▶ _TASK DIRECTIONS_
The records should be written out in full, with nothing altered.

::::::::::

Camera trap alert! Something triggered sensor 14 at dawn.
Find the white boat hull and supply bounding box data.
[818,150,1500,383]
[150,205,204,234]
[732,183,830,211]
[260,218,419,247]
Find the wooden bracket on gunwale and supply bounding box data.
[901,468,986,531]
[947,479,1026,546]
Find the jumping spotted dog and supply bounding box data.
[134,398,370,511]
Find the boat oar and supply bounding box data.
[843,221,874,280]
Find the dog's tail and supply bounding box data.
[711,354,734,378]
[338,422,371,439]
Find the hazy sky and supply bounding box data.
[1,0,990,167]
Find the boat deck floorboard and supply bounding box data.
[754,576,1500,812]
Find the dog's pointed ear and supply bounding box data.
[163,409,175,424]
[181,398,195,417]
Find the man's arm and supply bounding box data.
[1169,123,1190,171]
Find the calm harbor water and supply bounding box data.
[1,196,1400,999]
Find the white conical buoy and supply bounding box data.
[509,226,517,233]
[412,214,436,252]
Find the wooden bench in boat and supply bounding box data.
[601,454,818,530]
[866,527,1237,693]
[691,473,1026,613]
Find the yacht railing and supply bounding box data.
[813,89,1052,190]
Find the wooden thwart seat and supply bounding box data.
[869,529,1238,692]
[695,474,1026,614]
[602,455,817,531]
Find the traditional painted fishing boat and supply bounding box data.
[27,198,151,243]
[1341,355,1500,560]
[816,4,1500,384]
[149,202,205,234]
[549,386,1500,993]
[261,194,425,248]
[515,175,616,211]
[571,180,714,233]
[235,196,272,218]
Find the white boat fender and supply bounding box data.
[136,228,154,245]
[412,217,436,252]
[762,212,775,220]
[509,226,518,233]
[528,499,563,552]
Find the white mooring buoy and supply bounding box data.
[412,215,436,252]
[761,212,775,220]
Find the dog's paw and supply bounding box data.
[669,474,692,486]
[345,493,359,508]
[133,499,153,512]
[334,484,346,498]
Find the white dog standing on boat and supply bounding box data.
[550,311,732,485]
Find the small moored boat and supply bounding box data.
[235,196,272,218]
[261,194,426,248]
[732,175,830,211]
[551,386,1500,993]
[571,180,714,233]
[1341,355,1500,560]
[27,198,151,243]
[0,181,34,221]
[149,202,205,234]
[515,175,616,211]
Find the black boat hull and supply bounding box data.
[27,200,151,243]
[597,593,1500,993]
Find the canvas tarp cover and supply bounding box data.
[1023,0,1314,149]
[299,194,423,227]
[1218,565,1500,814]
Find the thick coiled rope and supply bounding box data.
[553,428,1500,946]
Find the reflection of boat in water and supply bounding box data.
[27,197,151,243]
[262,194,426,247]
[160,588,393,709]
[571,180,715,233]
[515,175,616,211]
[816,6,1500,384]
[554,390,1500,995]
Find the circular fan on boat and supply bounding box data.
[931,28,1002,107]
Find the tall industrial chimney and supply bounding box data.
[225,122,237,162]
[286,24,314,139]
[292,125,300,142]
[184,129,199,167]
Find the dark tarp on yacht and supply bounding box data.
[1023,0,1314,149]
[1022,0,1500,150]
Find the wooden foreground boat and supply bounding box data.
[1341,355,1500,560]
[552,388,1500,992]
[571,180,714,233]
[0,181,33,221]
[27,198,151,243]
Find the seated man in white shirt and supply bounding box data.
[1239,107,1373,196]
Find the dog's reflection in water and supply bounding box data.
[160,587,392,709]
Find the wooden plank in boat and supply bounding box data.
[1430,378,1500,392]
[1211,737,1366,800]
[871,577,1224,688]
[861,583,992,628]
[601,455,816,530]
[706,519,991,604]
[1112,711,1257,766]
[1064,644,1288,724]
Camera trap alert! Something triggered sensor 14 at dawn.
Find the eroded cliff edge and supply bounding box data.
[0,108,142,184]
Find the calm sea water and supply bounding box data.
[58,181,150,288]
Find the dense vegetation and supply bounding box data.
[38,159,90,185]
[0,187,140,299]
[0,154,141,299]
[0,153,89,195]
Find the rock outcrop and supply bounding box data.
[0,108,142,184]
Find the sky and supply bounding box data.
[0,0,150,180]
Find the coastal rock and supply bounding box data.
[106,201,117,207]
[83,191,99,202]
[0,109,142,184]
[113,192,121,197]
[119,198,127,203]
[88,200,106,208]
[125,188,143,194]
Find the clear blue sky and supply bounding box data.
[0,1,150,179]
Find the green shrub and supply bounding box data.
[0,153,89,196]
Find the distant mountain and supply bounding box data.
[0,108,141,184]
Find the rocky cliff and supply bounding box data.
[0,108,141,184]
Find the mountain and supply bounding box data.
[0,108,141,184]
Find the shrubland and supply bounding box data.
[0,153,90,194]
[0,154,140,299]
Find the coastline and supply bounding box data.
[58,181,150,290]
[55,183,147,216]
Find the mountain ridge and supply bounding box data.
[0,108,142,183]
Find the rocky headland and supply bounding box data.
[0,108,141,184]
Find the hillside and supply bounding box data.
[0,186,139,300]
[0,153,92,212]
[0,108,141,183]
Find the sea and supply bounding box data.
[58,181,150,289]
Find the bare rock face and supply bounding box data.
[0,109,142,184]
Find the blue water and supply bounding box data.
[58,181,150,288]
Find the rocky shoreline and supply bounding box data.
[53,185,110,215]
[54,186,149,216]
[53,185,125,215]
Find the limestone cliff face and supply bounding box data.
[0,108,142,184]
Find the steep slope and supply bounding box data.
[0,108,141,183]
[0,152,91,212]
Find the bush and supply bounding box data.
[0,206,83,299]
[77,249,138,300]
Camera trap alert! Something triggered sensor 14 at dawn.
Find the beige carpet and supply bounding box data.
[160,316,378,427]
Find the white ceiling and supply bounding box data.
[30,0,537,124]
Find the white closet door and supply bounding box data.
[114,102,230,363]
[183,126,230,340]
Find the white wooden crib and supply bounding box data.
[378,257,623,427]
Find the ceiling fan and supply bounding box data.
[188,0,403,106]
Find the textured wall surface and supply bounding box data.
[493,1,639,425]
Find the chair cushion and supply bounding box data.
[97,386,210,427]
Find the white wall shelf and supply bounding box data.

::::::::::

▶ _WRITTEN ANSWER_
Camera trap alert! Something triggered sensor 14 at dawn.
Find the white boat hull and supply bounding box data.
[818,150,1500,383]
[150,205,204,234]
[732,183,830,211]
[260,218,419,247]
Find the wooden bracket on gunwale and supply bounding box data.
[901,468,986,531]
[947,479,1026,546]
Find the jumping spotted dog and supply bounding box data.
[134,398,370,511]
Find the boat oar and supply bounding box data.
[843,221,874,280]
Find the dog's tail and supply bounding box data.
[711,354,734,378]
[338,422,371,439]
Find the hazy sky and supply bounding box data.
[1,0,990,167]
Find the boat deck floorboard and supply bounding box data.
[754,576,1500,812]
Find the dog's pointed ear and supply bounding box data.
[163,409,175,424]
[181,398,195,417]
Find the man's arm and supply bounding box data.
[1169,123,1190,171]
Find the calm harbor water and supply bounding box data.
[1,196,1400,999]
Find the white conical buoy and supply bounding box data.
[509,226,517,233]
[412,214,436,252]
Find the wooden bench in boat and supply bounding box data.
[601,454,818,530]
[866,527,1237,693]
[691,473,1026,613]
Find the yacht railing and supply bounding box data.
[813,89,1052,190]
Find the wooden thwart seat and supply bounding box data.
[869,529,1238,692]
[695,474,1026,614]
[602,455,817,531]
Find the traditional painted fishing boat and supply bounding box data.
[27,198,151,243]
[1341,355,1500,560]
[816,4,1500,384]
[149,202,205,234]
[549,386,1500,993]
[261,194,425,248]
[515,175,616,211]
[571,180,714,233]
[235,196,272,218]
Find the white boat fender and supply bounding box data.
[136,228,154,245]
[412,217,436,252]
[762,212,775,220]
[509,226,518,233]
[528,499,563,552]
Find the white mooring buoy and supply bounding box data.
[412,215,436,252]
[761,212,775,220]
Find the dog's paw and supply bounding box data.
[669,474,692,486]
[345,493,359,508]
[133,499,153,512]
[334,484,346,498]
Find the white dog standing on boat and supply bounding box data.
[550,311,732,485]
Find the small moored boat and supply bounding box data.
[235,196,272,218]
[261,194,426,248]
[732,175,830,211]
[551,386,1500,993]
[571,180,714,233]
[1341,355,1500,560]
[27,198,151,243]
[0,181,34,221]
[149,202,205,234]
[515,175,616,211]
Find the black boat hull and supply bounding box data.
[27,200,151,243]
[597,593,1500,993]
Find the canvas tarp cover and supply bounding box data.
[1023,0,1314,149]
[299,194,423,227]
[1218,565,1500,814]
Find the thick coiled rope and supply bounding box data.
[553,428,1500,946]
Find the reflection of boat in water and supply bounding box data.
[27,197,151,243]
[262,194,426,247]
[160,588,393,709]
[571,180,715,233]
[515,175,616,211]
[816,6,1500,384]
[554,390,1500,995]
Find the circular fan on boat and supply bounding box data.
[931,28,1002,107]
Find the tall industrial chimney and supply bounding box data.
[225,122,237,162]
[286,24,314,139]
[292,125,300,142]
[184,129,199,167]
Find the dark tarp on yacht and supply bounding box data.
[1023,0,1314,149]
[1022,0,1500,150]
Find the wooden foreground boat and supply bounding box data.
[1341,355,1500,560]
[552,388,1500,992]
[571,180,714,233]
[0,181,33,221]
[27,198,151,243]
Find the seated man in white shirt and supply bounding box data.
[1239,107,1373,196]
Find the dog's reflection in water and supply bounding box data.
[160,587,392,709]
Find the wooden plank in boat and supply bounding box data.
[1430,378,1500,392]
[1211,737,1366,800]
[871,577,1224,688]
[861,583,992,628]
[601,455,816,530]
[706,519,991,604]
[1112,711,1257,766]
[1064,644,1288,724]
Camera trap alert! Something triggered sensor 14 at dawn.
Find the eroded cliff edge and supply bounding box data.
[0,108,142,184]
Find the calm sea water and supply bounding box data.
[58,181,150,288]
Find the dense vegetation and supply bounding box data.
[38,159,90,185]
[0,187,140,299]
[0,154,141,299]
[0,153,89,195]
Find the rock outcrop and supply bounding box data.
[0,108,142,184]
Find the sky and supply bounding box data.
[0,0,150,180]
Find the coastal rock and supply bounding box data.
[106,201,117,207]
[83,191,99,202]
[0,109,142,184]
[113,192,121,197]
[119,198,127,203]
[88,200,106,208]
[125,188,143,194]
Find the clear blue sky and supply bounding box data.
[0,1,150,179]
Find the green shrub and supply bounding box data.
[0,153,89,196]
Find the distant mountain and supply bounding box data.
[0,108,141,184]
Find the rocky cliff and supply bounding box data.
[0,108,141,184]
Find the mountain and supply bounding box data.
[0,108,141,184]
Find the shrubland and supply bounding box data.
[0,153,90,194]
[0,154,140,299]
Find the coastline and supply bounding box data.
[58,181,150,290]
[55,183,147,216]
Find the mountain ridge and supply bounding box data.
[0,108,142,183]
Find the rocky headland and supply bounding box data.
[0,108,141,184]
Find the hillside and supply bounding box data.
[0,186,139,300]
[0,153,92,212]
[0,108,141,183]
Find the sea and supply bounding box data.
[58,181,150,289]
Find the bare rock face and supply bounding box data.
[0,109,142,184]
Find the blue water and supply bounding box data.
[58,181,150,288]
Find the rocky shoreline and supply bounding box data.
[53,185,110,215]
[54,186,149,216]
[53,185,125,215]
Find the limestone cliff face and supply bounding box data.
[0,108,142,184]
Find the steep slope and supply bounding box data.
[0,108,141,183]
[0,152,91,212]
Find the bush and supply bounding box data.
[0,206,83,299]
[77,249,138,300]
Camera trap alert! Something triggered sensor 14 at dawn.
Find the beige carpet and supply bounding box data.
[160,316,378,427]
Find the white ceiling and supply bounding box data.
[30,0,537,124]
Find the white closet door and supply bounding box data.
[114,102,230,363]
[183,126,230,340]
Find the white wooden crib and supply bounding box data.
[378,257,623,427]
Find the ceiling fan and supply bounding box data.
[188,0,403,106]
Find the textured wall surface and supply bounding box data.
[493,1,639,425]
Find the chair cushion and supply bounding box data.
[97,386,210,427]
Find the white wall shelf and supply bounding box data.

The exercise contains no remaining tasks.